==== Supplied passage ====

We find that the relevant parameter setting the dynamic state in the system is λ/w, where λ is the mean defect separation (Fig. 2). The latter is defined as λ = (Lw/N)1/2, where L is the length of a given channel, w its width, and N the number of defects averaged in time. For unconfined active nematics, this length scale coincides with $$l_{\mathrm{a}} = \sqrt {K/\zeta }$$, often referred to as the active length-scale, which determines the vortex size distribution and corresponds to the mean defect separation14,38,39. However, we find that, in confined active nematics, λ is no longer equal to la. Instead, it significantly decreases with the channel width (see Supplementary Fig. 2).

In the following, the flow dynamics and the defect landscape are analysed, combining experiments and simulations, for the simple shear (Fig. 3a), flow switching (Fig. 3b), and defect dancing (Fig. 3c) regimes.

### Defect-free shear flow disrupted by instabilities

The shear flow regime is a defect-free state that appears for λ/w > 1 (Fig. 2), experimentally realized here for w < 80 μm. The active material is primarily aligned parallel to the walls over distances that can persist along the whole channel as shown in Fig. 3a. A global shear deformation is observed, with flows along the channel (Supplementary Fig. 3). The maximum velocities are measured at the walls, with opposite signs, and the velocity perpendicular to the walls is negligible. The shear rate, characterised by the slope of the velocity profile, is approximately constant over a relatively large range of channel widths. This is as expected because the activity, and hence the energy input per unit area, which must be balanced by the viscous dissipation due to the shear, is the same for all channels.

This aligned, defect-free configuration shares visual similarities with the banding patterns that emerge in simulations of dry systems of self-propelled particles with nematic alignment40,41. A fundamental difference with our system, which is continuous rather than composed of discrete particles, is the fact that, in our case, nematic order in intrinsic, and flow alignment is the result of hydrodynamic and elastic interactions with the boundaries. In contrast, in the mentioned dry systems, nematic order is restricted to bands that arise from giant density fluctuations allowed by the compressible nature of the particle ensembles.

====

**Short exercise A**
From the excerpt on confined active nematics, reproduce the stretch from "### Defect-free shear" through "for all channels.".
**Short exercise B**
In the excerpt on confined active nematics, for which channel widths is the defect-free shear flow regime realized experimentally?
**Short exercise C**
Continue the excerpt on confined active nematics from its last sentence.

==== Given records ====

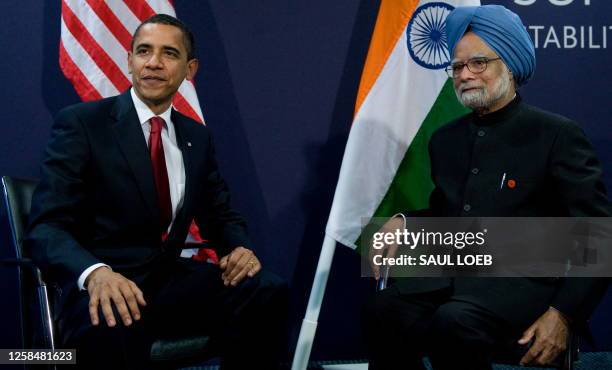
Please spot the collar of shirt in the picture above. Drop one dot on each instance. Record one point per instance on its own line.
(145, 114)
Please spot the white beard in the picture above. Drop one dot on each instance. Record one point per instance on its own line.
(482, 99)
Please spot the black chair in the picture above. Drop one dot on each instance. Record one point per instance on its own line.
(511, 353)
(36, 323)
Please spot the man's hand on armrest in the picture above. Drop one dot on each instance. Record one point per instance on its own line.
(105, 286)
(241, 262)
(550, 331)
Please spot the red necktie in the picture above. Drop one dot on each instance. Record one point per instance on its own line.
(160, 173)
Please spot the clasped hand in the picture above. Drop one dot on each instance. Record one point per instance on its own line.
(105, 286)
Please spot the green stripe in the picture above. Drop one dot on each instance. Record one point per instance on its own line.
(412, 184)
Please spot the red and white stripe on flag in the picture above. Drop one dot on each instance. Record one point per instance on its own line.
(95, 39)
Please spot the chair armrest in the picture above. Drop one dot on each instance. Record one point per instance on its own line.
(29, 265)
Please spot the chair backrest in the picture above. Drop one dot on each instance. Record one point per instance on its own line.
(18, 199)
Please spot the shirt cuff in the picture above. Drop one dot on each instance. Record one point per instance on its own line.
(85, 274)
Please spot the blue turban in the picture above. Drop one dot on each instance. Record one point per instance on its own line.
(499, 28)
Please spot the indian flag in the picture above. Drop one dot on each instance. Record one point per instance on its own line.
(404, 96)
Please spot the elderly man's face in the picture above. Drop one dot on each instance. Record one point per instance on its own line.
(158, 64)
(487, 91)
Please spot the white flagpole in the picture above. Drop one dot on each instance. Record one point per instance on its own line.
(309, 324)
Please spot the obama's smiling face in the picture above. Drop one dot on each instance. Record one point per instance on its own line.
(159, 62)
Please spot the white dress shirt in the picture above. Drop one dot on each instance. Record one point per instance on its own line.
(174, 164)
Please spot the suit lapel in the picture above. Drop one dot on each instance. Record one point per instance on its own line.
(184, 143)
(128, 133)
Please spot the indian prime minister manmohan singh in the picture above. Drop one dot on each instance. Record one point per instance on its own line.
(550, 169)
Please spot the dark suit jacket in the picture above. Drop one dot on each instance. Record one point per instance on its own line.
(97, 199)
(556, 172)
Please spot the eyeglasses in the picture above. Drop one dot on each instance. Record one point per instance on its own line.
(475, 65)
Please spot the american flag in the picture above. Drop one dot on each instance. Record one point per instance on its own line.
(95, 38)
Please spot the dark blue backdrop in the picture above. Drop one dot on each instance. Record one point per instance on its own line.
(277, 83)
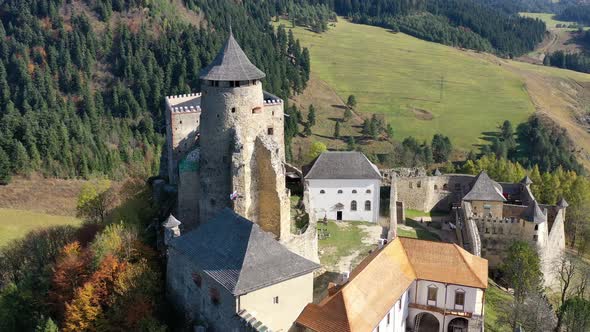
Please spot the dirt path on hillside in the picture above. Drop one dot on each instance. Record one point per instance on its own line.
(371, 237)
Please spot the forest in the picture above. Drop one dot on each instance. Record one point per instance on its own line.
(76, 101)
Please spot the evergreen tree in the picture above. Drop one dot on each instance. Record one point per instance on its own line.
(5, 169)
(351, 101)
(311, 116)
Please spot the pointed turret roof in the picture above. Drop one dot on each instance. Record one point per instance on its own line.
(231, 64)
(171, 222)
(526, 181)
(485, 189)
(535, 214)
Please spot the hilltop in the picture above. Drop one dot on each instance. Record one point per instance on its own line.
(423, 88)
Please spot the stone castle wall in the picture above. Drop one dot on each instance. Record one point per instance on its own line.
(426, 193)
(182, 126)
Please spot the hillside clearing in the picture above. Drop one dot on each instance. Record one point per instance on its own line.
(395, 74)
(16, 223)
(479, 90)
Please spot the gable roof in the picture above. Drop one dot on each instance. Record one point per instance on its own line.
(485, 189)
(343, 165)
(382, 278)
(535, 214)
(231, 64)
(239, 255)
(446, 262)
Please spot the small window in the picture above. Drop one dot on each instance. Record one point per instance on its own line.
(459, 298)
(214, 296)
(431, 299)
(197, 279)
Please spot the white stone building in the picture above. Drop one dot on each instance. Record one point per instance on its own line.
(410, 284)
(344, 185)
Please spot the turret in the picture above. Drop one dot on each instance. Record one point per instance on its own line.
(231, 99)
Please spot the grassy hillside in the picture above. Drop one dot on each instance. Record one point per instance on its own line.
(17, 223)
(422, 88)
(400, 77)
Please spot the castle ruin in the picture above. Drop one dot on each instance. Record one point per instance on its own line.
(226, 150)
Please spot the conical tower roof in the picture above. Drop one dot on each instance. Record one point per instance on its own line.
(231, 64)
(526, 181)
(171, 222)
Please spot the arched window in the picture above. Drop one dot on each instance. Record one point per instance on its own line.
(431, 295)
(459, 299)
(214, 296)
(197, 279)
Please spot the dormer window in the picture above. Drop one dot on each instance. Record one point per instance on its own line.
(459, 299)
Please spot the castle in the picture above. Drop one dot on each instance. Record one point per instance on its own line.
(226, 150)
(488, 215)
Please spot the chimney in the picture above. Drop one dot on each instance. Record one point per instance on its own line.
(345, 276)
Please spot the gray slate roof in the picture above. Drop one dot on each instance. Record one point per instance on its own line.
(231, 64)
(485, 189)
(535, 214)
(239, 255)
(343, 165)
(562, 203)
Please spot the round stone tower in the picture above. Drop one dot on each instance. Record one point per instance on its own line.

====

**Right answer A**
### Defect-free shear flow disrupted by instabilities

The shear flow regime is a defect-free state that appears for λ/w > 1 (Fig. 2), experimentally realized here for w < 80 μm. The active material is primarily aligned parallel to the walls over distances that can persist along the whole channel as shown in Fig. 3a. A global shear deformation is observed, with flows along the channel (Supplementary Fig. 3). The maximum velocities are measured at the walls, with opposite signs, and the velocity perpendicular to the walls is negligible. The shear rate, characterised by the slope of the velocity profile, is approximately constant over a relatively large range of channel widths. This is as expected because the activity, and hence the energy input per unit area, which must be balanced by the viscous dissipation due to the shear, is the same for all channels.

**Right answer B**
For channel widths w < 80 μm.

**Right answer C**
Extensile active nematics, such as the one that we use here, are intrinsically unstable to bend deformations30,42,43,44 in aligned conformations. As a consequence, the sheared state eventually leads to local bend instabilities as shown in Fig. 3b. As a result, the velocity field repeatedly switches between two different states: longitudinal shear flow and a transversal instability regime (see Supplementary Movies 1 and 2). The dynamics of the switching behaviour and the coexistence of the shear and the instability states can be best illustrated in a space-time diagram of the averaged velocity components in the channel, as shown in Fig. 3d, e. In the shear state, the velocity perpendicular to the boundaries and averaged across the channel width, 〈Vy(x)〉y, vanishes, while the velocity component parallel to the channel walls and averaged along the channel length, 〈Vx(y)〉x, is maximum at the walls. Once bend instabilities are triggered, defect pairs form and +1/2 defects propagate across the channel and dismantle the shear state, which leads to the emergence of non-zero values of 〈Vy(x)〉y with a well-defined length scale along the channel. The defects eventually reach the opposing wall and annihilate, such that the shear state is reestablished. As is apparent from Fig. 3d, e, over time the active system alternates between the two regimes. Simulations allowed to test channel widths well below the experimental capabilities, allowing to explore the λw regime. For these conditions, we observed stable shear flow, as any pairs of defects that were generated at the channel walls immediately self-annihilated (see Supplementary Movie 8).

The instability takes the form of a sinusoidal deformation of the aligned nematic field, with a well-defined length-scale along the channel. As the perturbation progresses, defects are rapidly nucleated from the walls, at regularly-spaced positions coinciding with the maxima of the sinusoidal perturbation. We measured the wavelength of the instability and found that it scales with the channel width (Fig. 4a–c). This is strong evidence that the hydrodynamics is screened, and that the channel width is important in controlling the flows.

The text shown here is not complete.